**Required tasks:**
• a. In the CAAD 9 fork thread, how much weight did AvantDale save by replacing the Slice Ultra with a 3T?
• b. Reproduce the part of the CAAD 9 fork thread between "I also got the" and "(Sep 11, 2003)", inclusive.
• c. Carry on the CAAD 9 fork thread past its final sentence.

**Passage to read:**
+++
# CAAD 9 - Replacement Fork



## DG62 (Jan 18, 2009)

I will soon be building up a CAAD9 frame (58) that came with an Ultra fork. It appears from Cannondale Geometry Chart it lists the fork rake as 4.5 (cm)

I was considering either an Edge 2.0 fork or a 3T Funda Pro that I only find available in 43mm (vice 45).

Does anyone think this would be a bad idea or that I should reconsider? After viewing some of the CAAD 9 pics, it looks like several other CAAD 9 owners have used a 3T.

Thanks in advance.

Dave


----------



## AvantDale (Dec 26, 2008)

I'm replaced my Slice Ultra with a 3T.

I can't tell the 2mm offset difference. What I can tell is my ride got smoother and the steering response better. I saved somewhere around 200 grams.


----------



## shimagnolo (Jun 24, 2009)

AvantDale said:


> I'm replaced my Slice Ultra with a 3T.
> 
> I can't tell the 2mm offset difference. What I can tell is my ride got smoother and the steering response better. I saved somewhere around 200 grams.


agree..aside from significant weight savings..aesthetics wise, i think 3Ts matches well with the overall look of the CAAD..


----------



## DG62 (Jan 18, 2009)

AvantDale:

Thanks for your response. Like shimagnolo, I think the 3Ts fork looks great and it's good to know that the ride improved as well.

I may have to get myself one. 

Dave


----------



## Zachariah (Jan 29, 2009)

Try finding the full carbon Slice Si fork. It was hand-weaved and made by TIME for Cannondale from 1999-2004. Mine weighed 297g cut and is VERY stiff with perfect rake and stable steering response...even at 45mph:


----------



## T K (Feb 11, 2009)

I have been reading on here for months about the 45 mm rake. I have 3 caad 9's and every single one of them has a sticker on the steer tube that clearly says 43 mm. So I am confused. I can't believe I'm the only one here.
I also got the 3T fork for my race bike and it is night and day diff. SMOOTH!!! You'll love it. 
Go to PBK and use a discount code.


----------



## zamboni (Sep 11, 2003)

Where is the sticker indicated 43mm rake? I'm not an engineer and I won't mess with the bike setup beside there must be a reason why Cannondale road bike all use 45mm rake setup.


----------



## kneejerk (Feb 2, 2007)

Supposedly the 43mm rake should make the geometry more stable. Atleast dynamically, when you account for hands on the bars and stem lengths it may be different. I exchanged a few emails with a True Temper rep. saying just that. By going with less rake to 43mm opposed to the 45 you will be increasing the "trail" which should make the bike more stable. 

I was actually arguing the opposite as I recall having an old Specialized bike that was way nervous until I switched to a fork that appeared to have more rake (an Easton fork). There may be a difference in the stability dynamically (what the chassis experiences) and naturally (what the rider feels at the handlebars). Plus, if you have ever had a bike with a pushed in fork at the front, I recall them being rather nervous to ride.
+++
**Data shown:**
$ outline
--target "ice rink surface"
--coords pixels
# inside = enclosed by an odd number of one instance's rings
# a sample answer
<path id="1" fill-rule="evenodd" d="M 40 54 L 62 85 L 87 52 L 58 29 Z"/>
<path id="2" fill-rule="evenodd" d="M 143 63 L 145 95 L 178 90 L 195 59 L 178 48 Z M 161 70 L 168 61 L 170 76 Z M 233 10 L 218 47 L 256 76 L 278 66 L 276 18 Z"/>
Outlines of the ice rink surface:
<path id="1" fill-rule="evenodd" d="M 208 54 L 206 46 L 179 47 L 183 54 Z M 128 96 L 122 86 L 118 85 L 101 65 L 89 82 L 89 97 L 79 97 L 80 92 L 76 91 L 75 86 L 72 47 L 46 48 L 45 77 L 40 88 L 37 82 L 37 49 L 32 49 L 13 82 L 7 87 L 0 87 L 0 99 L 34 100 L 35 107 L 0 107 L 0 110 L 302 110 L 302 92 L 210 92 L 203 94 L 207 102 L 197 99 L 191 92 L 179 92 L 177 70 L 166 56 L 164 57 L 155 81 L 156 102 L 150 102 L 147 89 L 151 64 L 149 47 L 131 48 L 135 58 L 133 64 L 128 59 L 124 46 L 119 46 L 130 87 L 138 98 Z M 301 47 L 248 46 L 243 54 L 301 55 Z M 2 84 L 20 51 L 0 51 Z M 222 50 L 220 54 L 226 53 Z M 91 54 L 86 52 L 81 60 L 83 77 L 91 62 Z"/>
+++
**Responses by task:**
• a. Somewhere around 200 grams.

• b.
I also got the 3T fork for my race bike and it is night and day diff. SMOOTH!!! You'll love it. 
Go to PBK and use a discount code.


----------



## zamboni (Sep 11, 2003)

• c.
....... a little confused myself!


----------



## T K (Feb 11, 2009)

If you pull the fork out there is a sticker on the steerer tube that has two boxes, 45 next to one box and 43 next to the other. All three of mine have a check in the 43 box. I can't believe they goofed at the factory only on my three bikes. Other people pulling out there forks have had to see the same thing. I just figured the forks were marked correctly its their geo chart that is wrong. Again I'm shocked nobody else has ever mentioned this.
I'll try to post a pic of the sticker.


----------



## zamboni (Sep 11, 2003)

kneejerk said:


> Supposedly the 43mm rake should make the geometry more stable. Atleast dynamically, when you account for hands on the bars and stem lengths it may be different. I exchanged a few emails with a True Temper rep. saying just that. By going with less rake to 43mm opposed to the 45 you will be increasing the "trail" which should make the bike more stable.
> 
> I was actually arguing the opposite as I recall having an old Specialized bike that was way nervous until I switched to a fork that appeared to have more rake (an Easton fork). There may be a difference in the stability dynamically (what the chassis experiences) and naturally (what the rider feels at the handlebars). Plus, if you have ever had a bike with a pushed in fork at the front, I recall them being rather nervous to ride.
> 
> ....... a little confused myself!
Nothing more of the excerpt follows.